Work to be completed: Please arrange the material from its first line through the line containing "[[245, 89], [245, 60], [222, 62], [222, 89]]" as a numbered list, leaving out any blank lines.
*** Listed entries ***
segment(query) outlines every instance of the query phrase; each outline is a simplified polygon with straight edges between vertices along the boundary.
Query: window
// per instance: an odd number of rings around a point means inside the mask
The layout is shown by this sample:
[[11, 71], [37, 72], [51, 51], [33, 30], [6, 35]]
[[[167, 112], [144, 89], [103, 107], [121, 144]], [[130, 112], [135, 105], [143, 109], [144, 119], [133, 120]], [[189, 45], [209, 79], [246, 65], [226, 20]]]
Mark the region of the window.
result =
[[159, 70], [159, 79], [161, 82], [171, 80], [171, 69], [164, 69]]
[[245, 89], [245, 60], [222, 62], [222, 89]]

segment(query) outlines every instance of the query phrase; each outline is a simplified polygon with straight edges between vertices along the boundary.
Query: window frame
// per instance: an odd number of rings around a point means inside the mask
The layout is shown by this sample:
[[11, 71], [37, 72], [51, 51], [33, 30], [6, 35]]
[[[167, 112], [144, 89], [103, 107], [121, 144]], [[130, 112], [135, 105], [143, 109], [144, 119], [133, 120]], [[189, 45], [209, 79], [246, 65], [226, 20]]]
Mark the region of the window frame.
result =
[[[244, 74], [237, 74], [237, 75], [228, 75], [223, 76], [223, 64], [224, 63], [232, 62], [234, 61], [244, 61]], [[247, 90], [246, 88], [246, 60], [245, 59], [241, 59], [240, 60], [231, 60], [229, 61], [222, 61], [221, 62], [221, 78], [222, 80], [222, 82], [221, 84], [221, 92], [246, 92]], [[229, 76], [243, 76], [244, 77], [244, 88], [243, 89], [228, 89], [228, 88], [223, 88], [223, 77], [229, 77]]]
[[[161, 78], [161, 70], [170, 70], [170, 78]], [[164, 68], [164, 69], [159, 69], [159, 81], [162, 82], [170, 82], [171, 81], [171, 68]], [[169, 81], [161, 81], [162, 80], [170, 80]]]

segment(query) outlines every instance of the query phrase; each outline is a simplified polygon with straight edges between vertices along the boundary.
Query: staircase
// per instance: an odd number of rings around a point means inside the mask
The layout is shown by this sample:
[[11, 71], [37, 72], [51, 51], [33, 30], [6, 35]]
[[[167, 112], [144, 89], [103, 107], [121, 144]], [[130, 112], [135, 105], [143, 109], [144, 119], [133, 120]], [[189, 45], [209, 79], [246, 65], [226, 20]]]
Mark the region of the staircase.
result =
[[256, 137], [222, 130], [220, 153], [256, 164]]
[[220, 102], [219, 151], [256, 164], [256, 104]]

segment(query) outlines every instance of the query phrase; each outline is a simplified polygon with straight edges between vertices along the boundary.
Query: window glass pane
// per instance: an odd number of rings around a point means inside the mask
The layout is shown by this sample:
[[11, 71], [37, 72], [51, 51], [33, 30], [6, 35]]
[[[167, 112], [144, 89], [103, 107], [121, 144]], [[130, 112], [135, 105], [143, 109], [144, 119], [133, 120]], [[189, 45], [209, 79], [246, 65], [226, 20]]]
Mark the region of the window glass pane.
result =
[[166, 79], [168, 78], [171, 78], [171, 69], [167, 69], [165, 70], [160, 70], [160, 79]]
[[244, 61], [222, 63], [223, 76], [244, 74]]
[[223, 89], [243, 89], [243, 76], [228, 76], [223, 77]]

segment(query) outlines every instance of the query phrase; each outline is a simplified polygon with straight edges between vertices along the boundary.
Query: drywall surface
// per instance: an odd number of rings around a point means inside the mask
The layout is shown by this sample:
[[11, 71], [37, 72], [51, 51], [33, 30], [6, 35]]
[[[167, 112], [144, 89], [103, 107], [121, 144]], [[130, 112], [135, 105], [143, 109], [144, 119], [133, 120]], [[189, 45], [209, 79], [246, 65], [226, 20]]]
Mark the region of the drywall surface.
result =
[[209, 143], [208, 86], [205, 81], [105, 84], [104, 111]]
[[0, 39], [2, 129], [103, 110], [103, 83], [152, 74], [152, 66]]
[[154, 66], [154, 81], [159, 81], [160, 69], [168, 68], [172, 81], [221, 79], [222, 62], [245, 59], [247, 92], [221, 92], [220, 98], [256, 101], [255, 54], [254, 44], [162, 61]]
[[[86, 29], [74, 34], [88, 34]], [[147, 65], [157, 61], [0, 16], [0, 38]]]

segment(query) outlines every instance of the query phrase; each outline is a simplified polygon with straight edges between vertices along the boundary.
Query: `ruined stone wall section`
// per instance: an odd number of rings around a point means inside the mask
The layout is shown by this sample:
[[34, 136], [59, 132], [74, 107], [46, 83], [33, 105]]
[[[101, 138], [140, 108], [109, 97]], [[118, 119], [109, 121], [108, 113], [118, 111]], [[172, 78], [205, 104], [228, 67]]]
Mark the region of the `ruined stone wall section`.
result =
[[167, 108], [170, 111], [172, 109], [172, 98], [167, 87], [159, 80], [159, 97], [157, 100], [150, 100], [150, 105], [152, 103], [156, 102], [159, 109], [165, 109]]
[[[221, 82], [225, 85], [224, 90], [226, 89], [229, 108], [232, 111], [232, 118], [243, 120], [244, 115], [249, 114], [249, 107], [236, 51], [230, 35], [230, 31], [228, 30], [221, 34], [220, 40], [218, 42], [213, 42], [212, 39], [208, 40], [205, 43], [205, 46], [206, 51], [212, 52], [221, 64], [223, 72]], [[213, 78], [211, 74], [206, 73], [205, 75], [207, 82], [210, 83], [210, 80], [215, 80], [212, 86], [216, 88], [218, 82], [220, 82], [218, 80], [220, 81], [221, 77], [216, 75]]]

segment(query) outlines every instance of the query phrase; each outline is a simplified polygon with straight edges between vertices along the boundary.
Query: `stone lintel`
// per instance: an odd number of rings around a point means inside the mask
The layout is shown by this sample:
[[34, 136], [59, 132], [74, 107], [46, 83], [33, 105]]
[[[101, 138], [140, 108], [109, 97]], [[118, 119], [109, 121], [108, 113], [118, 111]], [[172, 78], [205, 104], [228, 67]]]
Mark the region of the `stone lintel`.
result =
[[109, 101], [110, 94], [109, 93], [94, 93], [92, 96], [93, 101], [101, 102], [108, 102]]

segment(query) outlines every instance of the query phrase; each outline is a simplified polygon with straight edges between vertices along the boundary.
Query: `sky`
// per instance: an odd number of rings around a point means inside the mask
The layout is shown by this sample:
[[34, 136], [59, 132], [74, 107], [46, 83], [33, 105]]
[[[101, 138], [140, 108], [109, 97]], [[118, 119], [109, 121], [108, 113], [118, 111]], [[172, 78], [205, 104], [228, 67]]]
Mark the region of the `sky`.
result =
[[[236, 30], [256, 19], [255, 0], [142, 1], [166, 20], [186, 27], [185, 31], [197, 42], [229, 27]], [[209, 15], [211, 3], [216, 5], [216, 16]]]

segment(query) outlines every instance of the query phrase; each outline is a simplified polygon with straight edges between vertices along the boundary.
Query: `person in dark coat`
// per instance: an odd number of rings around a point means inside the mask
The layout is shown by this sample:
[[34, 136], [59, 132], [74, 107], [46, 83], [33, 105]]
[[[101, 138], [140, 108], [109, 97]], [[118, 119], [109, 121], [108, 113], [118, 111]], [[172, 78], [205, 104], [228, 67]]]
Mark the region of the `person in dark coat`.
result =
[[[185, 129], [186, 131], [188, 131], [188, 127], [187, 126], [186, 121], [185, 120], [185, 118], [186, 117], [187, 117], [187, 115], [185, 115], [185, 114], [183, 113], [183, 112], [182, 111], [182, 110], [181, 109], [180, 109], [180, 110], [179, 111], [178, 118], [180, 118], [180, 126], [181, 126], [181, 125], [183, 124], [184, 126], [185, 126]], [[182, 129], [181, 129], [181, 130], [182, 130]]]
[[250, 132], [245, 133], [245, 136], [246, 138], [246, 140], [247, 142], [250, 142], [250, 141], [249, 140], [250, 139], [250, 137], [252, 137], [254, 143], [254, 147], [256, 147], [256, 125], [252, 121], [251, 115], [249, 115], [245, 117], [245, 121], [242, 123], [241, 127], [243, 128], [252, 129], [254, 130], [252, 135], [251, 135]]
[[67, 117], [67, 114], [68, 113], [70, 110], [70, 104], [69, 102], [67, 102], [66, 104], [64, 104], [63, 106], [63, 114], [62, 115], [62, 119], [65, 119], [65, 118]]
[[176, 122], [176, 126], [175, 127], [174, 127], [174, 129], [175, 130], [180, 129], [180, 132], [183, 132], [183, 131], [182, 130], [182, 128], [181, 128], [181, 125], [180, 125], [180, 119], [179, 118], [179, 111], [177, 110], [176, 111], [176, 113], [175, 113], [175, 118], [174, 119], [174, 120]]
***
Task response:
1. segment(query) outlines every instance of the query phrase; each outline is a simplified polygon with straight edges between vertices along the boundary.
2. Query: window
3. // per instance: an odd number of rings around a point means inside the mask
4. The layout is shown by this sample:
5. [[11, 71], [37, 72], [51, 51], [33, 30], [6, 35]]
6. [[[167, 112], [144, 89], [103, 107], [121, 144]], [[130, 112], [135, 105], [143, 109], [144, 119], [133, 120]], [[189, 45], [209, 79], [246, 65], [226, 20]]]
7. Mark the region of the window.
8. result =
9. [[159, 70], [159, 79], [161, 82], [171, 80], [171, 69], [164, 69]]
10. [[245, 89], [245, 60], [222, 62], [222, 89]]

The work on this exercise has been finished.